## PROVIDED DATA
++++++++++++++++++++
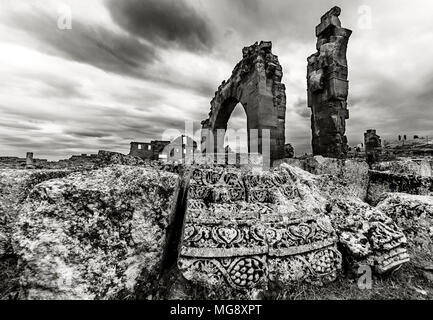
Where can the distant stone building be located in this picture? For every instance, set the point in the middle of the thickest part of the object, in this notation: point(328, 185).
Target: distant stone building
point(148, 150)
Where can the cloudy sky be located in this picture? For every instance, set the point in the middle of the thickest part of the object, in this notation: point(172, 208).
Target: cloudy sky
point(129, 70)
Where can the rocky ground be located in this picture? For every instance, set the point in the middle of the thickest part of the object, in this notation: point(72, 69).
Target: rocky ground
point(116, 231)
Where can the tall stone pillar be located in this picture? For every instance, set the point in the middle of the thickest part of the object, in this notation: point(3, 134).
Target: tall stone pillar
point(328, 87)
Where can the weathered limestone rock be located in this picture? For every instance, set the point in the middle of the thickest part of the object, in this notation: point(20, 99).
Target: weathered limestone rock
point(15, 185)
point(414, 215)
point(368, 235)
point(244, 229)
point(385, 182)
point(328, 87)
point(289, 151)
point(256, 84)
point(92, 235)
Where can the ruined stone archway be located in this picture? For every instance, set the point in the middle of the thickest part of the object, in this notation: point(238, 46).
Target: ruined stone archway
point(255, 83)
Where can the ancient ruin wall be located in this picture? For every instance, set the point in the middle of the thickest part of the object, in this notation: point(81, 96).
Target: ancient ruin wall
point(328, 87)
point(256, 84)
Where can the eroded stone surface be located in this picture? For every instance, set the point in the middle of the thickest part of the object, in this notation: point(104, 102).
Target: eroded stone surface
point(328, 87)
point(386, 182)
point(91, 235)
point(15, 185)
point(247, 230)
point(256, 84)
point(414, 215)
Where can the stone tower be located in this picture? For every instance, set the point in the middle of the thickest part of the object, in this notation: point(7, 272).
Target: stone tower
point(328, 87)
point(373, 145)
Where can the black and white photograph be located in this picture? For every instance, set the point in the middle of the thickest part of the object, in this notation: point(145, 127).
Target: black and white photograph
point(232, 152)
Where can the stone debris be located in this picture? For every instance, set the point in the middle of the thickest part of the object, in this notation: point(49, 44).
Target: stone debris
++++++++++++++++++++
## WHAT THE EXERCISE ASKS
Each line above from the one with "Target: distant stone building" up to and including the one with "Where can the weathered" must be set down exactly, and no line outside that span may appear.

## OUTPUT FOR THIS TASK
Target: distant stone building
point(148, 150)
Where can the cloudy sky be located in this picture? For every instance, set the point in the middle of the thickest part of the object, in this notation: point(172, 208).
Target: cloudy sky
point(129, 70)
Where can the rocky ground be located in this picture? For every instance, set the point in the middle of the thickest part of the object, in this notation: point(72, 69).
Target: rocky ground
point(116, 231)
Where can the tall stone pillar be located in this picture? For every instance, set the point in the middle of the thickest part of the object, in this notation: point(3, 134).
Target: tall stone pillar
point(328, 87)
Where can the weathered limestone rock be located in this picture? For every instance, set the point in the middle of the thickest part of the object, in this notation: point(20, 99).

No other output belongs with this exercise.